TASK GOAL:
Without changing a character, output all of the records.

SUPPLIED ENTRIES:
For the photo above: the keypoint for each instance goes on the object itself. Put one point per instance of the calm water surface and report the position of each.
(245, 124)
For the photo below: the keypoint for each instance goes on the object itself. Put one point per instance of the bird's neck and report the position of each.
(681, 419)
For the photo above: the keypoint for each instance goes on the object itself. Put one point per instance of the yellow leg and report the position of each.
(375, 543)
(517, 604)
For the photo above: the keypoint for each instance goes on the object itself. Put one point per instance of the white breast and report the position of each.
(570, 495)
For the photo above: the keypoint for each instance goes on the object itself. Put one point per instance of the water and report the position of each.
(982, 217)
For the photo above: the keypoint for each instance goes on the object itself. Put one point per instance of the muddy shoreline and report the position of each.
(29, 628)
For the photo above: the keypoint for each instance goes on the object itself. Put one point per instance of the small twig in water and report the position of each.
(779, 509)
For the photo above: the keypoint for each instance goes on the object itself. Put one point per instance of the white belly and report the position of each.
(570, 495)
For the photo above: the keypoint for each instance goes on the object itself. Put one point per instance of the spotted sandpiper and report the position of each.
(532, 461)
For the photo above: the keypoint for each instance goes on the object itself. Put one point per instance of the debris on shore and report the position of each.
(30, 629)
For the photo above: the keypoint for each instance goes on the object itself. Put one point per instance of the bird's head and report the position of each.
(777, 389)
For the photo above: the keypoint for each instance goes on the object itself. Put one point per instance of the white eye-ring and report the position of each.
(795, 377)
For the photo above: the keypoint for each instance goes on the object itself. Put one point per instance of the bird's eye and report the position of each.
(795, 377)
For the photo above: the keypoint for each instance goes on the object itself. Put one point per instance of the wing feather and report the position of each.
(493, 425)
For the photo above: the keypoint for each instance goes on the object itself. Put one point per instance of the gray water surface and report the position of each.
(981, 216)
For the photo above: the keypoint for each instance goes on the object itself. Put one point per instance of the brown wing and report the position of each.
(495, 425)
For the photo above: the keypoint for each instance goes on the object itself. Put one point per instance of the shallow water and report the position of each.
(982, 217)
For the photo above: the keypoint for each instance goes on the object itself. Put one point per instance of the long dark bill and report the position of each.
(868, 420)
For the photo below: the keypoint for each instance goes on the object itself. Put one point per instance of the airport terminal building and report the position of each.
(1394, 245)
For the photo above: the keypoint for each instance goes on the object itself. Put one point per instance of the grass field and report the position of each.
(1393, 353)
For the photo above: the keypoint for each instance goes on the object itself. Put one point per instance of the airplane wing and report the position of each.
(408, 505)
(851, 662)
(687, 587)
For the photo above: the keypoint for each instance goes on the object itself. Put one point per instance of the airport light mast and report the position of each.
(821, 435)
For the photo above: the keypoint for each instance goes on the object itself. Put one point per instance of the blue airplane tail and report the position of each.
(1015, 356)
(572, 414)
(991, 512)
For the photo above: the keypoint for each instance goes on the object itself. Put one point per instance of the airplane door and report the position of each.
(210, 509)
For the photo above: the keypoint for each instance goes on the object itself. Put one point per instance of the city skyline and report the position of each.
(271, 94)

YOUR SOLUTION:
For the photo above: the keypoint for each instance goes on the object itself. Put one point per instance of the calm water surface and report the position of each.
(245, 124)
For the photo below: the keypoint for each instance goes on the object itself. Put one point per instance of the bird's neck and report the position of each.
(681, 419)
For the photo above: the keypoint for each instance goes on the object itself. Put one point per instance of the yellow leg and report the position of each.
(375, 543)
(517, 604)
For the photo above: the keypoint for each instance goes on the object itself. Put one point per instance of the white breast and report the position of each.
(570, 495)
For the photo above: the keypoint for each instance goes on the object itself. Put one point per instance of the water and report the position of each.
(982, 217)
For the photo above: the keypoint for each instance goes on the object itself. Put one point per instance of the muddy shoreline and report the position of each.
(29, 628)
For the photo above: the keypoint for each instance goes on the object itself. Put one point per instance of the small twig in water and report the position of each.
(779, 509)
For the photo above: the keypoint for each instance goes on the object itself. Put one point per instance of the white belly and report the position of each.
(570, 495)
For the photo above: the keypoint for each instance goes on the object itself. Put one point per instance of the spotted sandpiper and report the position of each.
(532, 461)
For the photo above: the keypoint for each instance goes on the object itself. Put one point per instance of the debris on shore and report the position of each.
(30, 629)
For the photo above: the keypoint for each instance goes on the object itself. Put one point per instance of the bird's head and report the position of each.
(777, 389)
For the photo above: the keypoint for each instance goes on the object itself. Put one point per instance of the white eye-ring and report the position of each.
(795, 377)
For the photo above: the keypoint for each instance goes on the object itself. Put one point per instance of the bird's eye and report the position of each.
(795, 377)
For the photo above: the keypoint for each instance goes on the object itself. Put one point per instance of the wing feather and report the position of each.
(493, 425)
For the photo above: the keypoint for each instance goes on the object itself. Put one point per instance of the gray water surface and report the position of each.
(981, 216)
For the photo above: the keypoint for each instance goes on the object itself. Put one point per instance of the brown wing and report the position of each.
(495, 425)
For the photo above: the keypoint for each instance goes on the object itself. Put one point per instance of the shallow water and report the position of each.
(982, 217)
For the photo above: the keypoint for each instance goes on the object itself. Put one point per instance of the long dark bill and report the position of each.
(868, 420)
For the photo below: the keypoint for each instance goes on the object itself. Put one point per instance of the airport terminal building and report the position of each.
(1394, 245)
For the photo above: the keypoint for each instance goes on the object itself. Put one point per instance of the grass field and report the position of each.
(1393, 353)
For the photo above: the keypoint for each instance goes on the object itself. Put one point per instance of the airplane wing and report the position of each.
(408, 505)
(851, 662)
(687, 587)
For the photo above: the keypoint for each instance goes on the object itself. Put one point per instance of the airport light mast and report the position of each.
(821, 435)
For the photo above: the keypoint for each instance goes on the object itself. Put one point per instance of the blue airplane tail and report the position of each.
(1015, 356)
(572, 414)
(991, 512)
For the photo above: the keypoint for each instance goes on the object itself. Put one point per instance of the airplane door and report the position of each.
(210, 509)
For the photo above: the keypoint for each instance goes on the object itself. Put one point per instance of the city skyline and report the position of each.
(271, 94)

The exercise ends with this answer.